* begin SELECTED EXTRACT *
Two months after the attacks of 9/11, the Bush administration, in the midst of what it perceived to be a state of emergency, authorized the indefinite detention of noncitizens suspected of terrorist activities and their subsequent trials by a military commission. Here, distinguished Italian philosopher Giorgio Agamben uses such circumstances to argue that this unusual extension of power, or "state of exception," has historically been an underexamined and powerful strategy that has the potential to transform democracies into totalitarian states.
The sequel to Agamben's Homo Sacer: Sovereign Power and Bare Life, State of Exception is the first book to theorize the state of exception in historical and philosophical context. In Agamben's view, the majority of legal scholars and policymakers in Europe as well as the United States have wrongly rejected the necessity of such a theory, claiming instead that the state of exception is a pragmatic question. Agamben argues here that the state of exception, which was meant to be a provisional measure, became in the course of the twentieth century a normal paradigm of government. Writing nothing less than the history of the state of exception in its various national contexts throughout Western Europe and the United States, Agamben uses the work of Carl Schmitt as a foil for his reflections as well as that of Derrida, Benjamin, and Arendt.
* end SELECTED EXTRACT *
TASK REQUIREMENTS »
Reproduce the passage from the text about the state of exception, starting at "The sequel to" and ending at "Benjamin, and Arendt.". Rely only on the text about the state of exception.
* begin DATASET *
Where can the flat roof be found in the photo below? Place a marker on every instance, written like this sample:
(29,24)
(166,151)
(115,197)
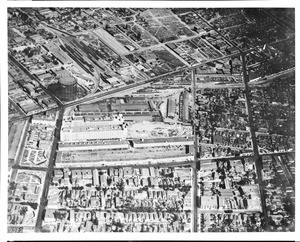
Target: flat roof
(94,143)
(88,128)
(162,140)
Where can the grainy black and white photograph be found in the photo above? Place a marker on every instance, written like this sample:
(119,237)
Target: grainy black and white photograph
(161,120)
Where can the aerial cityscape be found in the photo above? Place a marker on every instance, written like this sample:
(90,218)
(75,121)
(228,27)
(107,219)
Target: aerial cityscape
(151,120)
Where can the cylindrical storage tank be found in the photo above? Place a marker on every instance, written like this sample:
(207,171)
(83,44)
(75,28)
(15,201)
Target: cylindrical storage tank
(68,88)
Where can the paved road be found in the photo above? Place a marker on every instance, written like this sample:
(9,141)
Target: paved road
* end DATASET *
* begin DATASET *
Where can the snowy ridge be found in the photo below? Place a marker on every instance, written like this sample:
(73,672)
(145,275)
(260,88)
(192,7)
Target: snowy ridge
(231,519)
* end DATASET *
* begin DATASET *
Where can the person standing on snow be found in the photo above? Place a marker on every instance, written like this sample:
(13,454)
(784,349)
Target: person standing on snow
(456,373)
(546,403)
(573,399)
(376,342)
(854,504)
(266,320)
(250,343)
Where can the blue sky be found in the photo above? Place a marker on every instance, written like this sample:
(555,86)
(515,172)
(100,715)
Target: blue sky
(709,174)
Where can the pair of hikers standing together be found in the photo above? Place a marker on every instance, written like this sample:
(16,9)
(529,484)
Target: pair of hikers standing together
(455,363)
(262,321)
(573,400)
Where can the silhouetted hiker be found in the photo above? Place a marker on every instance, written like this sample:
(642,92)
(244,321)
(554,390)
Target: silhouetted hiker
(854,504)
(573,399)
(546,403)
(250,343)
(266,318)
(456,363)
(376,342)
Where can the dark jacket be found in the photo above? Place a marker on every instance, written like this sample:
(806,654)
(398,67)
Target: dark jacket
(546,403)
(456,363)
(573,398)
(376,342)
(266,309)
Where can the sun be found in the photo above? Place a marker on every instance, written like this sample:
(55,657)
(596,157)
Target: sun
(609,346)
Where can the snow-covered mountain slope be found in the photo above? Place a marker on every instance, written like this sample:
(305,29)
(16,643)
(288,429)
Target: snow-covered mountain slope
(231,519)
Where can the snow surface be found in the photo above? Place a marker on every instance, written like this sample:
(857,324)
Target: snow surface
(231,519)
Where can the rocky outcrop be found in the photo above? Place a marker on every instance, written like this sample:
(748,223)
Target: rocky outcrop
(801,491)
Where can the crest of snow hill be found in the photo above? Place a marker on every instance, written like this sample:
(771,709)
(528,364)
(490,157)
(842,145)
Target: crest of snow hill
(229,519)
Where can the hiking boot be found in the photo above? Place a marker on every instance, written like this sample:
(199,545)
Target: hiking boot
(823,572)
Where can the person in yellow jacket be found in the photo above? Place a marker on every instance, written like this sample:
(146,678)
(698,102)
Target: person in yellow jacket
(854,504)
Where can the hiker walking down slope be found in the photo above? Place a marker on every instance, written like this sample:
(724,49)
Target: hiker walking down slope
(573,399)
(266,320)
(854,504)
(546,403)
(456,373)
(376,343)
* end DATASET *
CORRECT OUTPUT »
The sequel to Agamben's Homo Sacer: Sovereign Power and Bare Life, State of Exception is the first book to theorize the state of exception in historical and philosophical context. In Agamben's view, the majority of legal scholars and policymakers in Europe as well as the United States have wrongly rejected the necessity of such a theory, claiming instead that the state of exception is a pragmatic question. Agamben argues here that the state of exception, which was meant to be a provisional measure, became in the course of the twentieth century a normal paradigm of government. Writing nothing less than the history of the state of exception in its various national contexts throughout Western Europe and the United States, Agamben uses the work of Carl Schmitt as a foil for his reflections as well as that of Derrida, Benjamin, and Arendt.